Assignment
The listing below should be written out word for word, with its pictures removed.

Provided material

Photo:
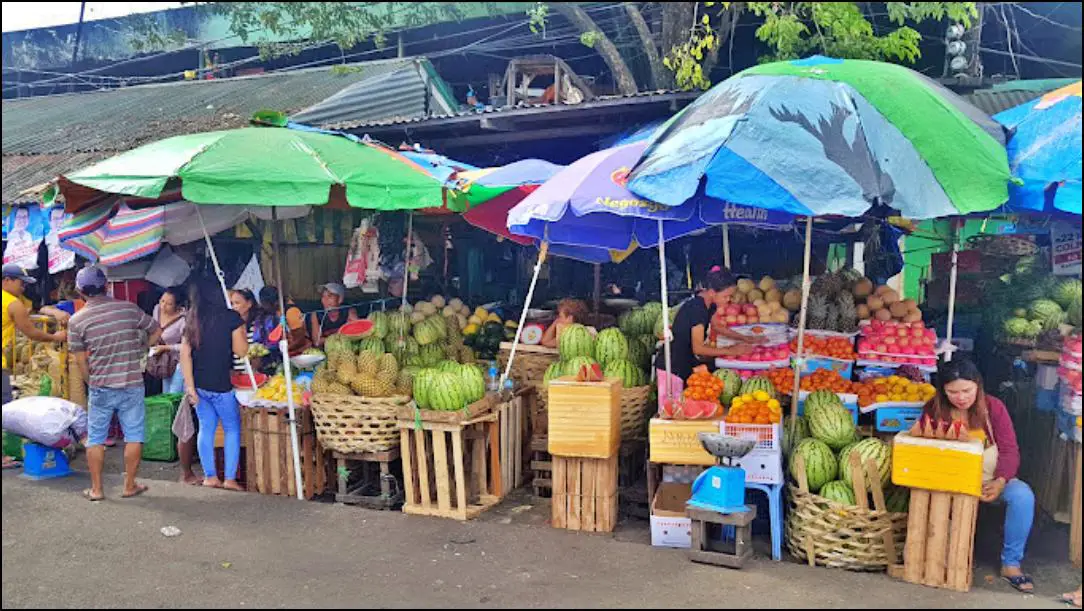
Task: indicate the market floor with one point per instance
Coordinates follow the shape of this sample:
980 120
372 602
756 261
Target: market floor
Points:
259 551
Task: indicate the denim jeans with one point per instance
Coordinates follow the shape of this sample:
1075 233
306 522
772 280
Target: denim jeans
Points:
215 407
1019 514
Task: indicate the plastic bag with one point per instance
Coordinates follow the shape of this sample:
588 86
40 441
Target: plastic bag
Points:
49 420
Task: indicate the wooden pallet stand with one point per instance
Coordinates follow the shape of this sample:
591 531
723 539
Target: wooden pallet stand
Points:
584 494
940 547
451 470
707 550
378 488
269 455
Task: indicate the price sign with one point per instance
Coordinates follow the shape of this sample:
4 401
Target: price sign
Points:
1066 248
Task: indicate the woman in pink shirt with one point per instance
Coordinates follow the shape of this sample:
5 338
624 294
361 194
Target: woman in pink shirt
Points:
960 398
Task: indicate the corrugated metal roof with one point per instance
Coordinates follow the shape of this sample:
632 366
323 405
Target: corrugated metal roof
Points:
48 135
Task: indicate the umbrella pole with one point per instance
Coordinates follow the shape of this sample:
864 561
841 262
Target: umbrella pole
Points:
952 297
226 291
799 358
726 247
410 244
284 348
666 309
523 316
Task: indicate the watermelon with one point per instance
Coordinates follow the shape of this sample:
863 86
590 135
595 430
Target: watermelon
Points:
1067 293
840 492
794 430
1047 312
898 499
576 340
831 424
373 345
759 382
639 354
572 366
554 371
821 465
474 382
610 346
732 385
869 447
630 374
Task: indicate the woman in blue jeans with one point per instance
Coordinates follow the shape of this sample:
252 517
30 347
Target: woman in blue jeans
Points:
960 398
213 336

Response box
Photo:
Task: indicate the market floor with one point per instance
Coordinates follow the shape of this sample:
980 120
372 602
756 261
Target: market floor
Points:
259 551
Task: indicate the denim jeans with one point per instance
Coordinates follow the shape of this sample:
1075 233
306 522
772 280
Target: denim jeans
Points:
215 407
1019 514
Task: indicate the plastic bag with one point per instance
Coordinates follow the shape of this sample:
588 86
40 441
Target: plastic bag
Points:
49 420
Task: indicate the wooden pallet stand with one point per instance
Coordinates follow the shape of this sample:
591 531
723 539
Target: wooden pallet stand
Points:
584 494
940 547
451 470
707 550
378 488
269 455
Task: indicate the price sign with one point per instance
Coordinates follow the shape of this sample:
4 401
Target: price sign
Points:
1066 248
Task: indicate the woman in pink shirt with one point per instance
Coordinates follow the shape of this sample:
5 338
624 294
361 194
Target: woman in pink shirt
Points:
960 398
Task: indicate the corrugated metal roof with one point per instance
Coordinates follow the shape of this sample:
632 366
323 405
Target: corrugated metal roof
Points:
48 135
Task: indicate the umbrella pole with one point per instance
Coordinates follow the shape of this sample:
864 561
841 262
Target: umbrella pole
Points:
952 297
226 291
799 358
726 247
410 244
284 348
666 309
523 316
Task: indicate the watermelon with one point per instance
Coordinates follow the shape of this sample:
863 86
590 135
595 430
Target: watermelon
Points:
1067 293
840 492
794 430
1047 312
898 499
576 340
831 424
373 345
759 382
639 354
572 366
554 371
821 465
474 382
610 346
732 385
869 447
630 374
Task: indicate the woman in blue jeans with one point per instance
Coordinates follow the shape of this sample:
252 517
30 347
Target: woman in blue jeans
Points:
960 398
213 336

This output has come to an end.